= EXTRACT =
++++++++

Archive for the ‘Family Educational Rights Privacy Act’ Tag

Department of Education Stealth in Data (Surveillance) Setup   86 comments

After a recent town hall meeting, I stood in line to mention to my visiting Congressman that the Department of Education had gone behind Congress’ back to alter FERPA (family privacy law) that circumvented parental consent and broadened definitions of who gets access to personal student data, including nonacademic and family data.

This is, of course, dangerous to student privacy and ultimately, to citizen autonomy.

The Congressman said he was interested in more information about what the Department of Education had done.  So, here is what I have shared, and I share it here, too, for anyone who’s interested in parental consent laws or student privacy protection.

The interplay of the several Dept. of Ed. actions  reveal to me that a main reason the Executive Branch alloted so much money toward incentivizing Common Core to states, is this fact: common, national tests will collect so much data, to be perusable by the federal government –and others.

“Others” will include public-private-partnerships (PPP’s) as modeled by global-education sales giant Pearson. Pearson’s CEA,  Michael Barber –who is quoted often and praised by U.S. Secretary of Education Arne Duncan– says that  education standards should be the same globally, and that global data must be  perused “without borders”.  See Pearson’s new global education data bank .

++++++++

= EXCERPTED RECORDS =
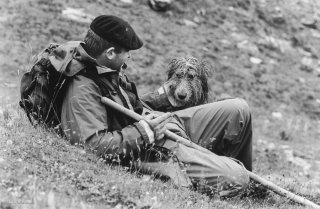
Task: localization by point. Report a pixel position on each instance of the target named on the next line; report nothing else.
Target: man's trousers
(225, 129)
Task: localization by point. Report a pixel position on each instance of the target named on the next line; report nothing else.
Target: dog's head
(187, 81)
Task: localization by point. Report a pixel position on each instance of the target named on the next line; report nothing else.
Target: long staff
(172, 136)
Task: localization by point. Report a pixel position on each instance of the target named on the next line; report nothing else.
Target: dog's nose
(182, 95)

++++++++

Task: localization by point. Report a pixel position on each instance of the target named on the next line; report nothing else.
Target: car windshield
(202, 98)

++++++++

What is the Spanish translation of the sentence "This is, of course, dangerous to student privacy and ultimately, to citizen autonomy." from the text on student data privacy? The rows have no connection to the text on student data privacy.

= WRITTEN SOLUTION =
Esto es, por supuesto, peligroso para la privacidad de los estudiantes y, en última instancia, para la autonomía de los ciudadanos.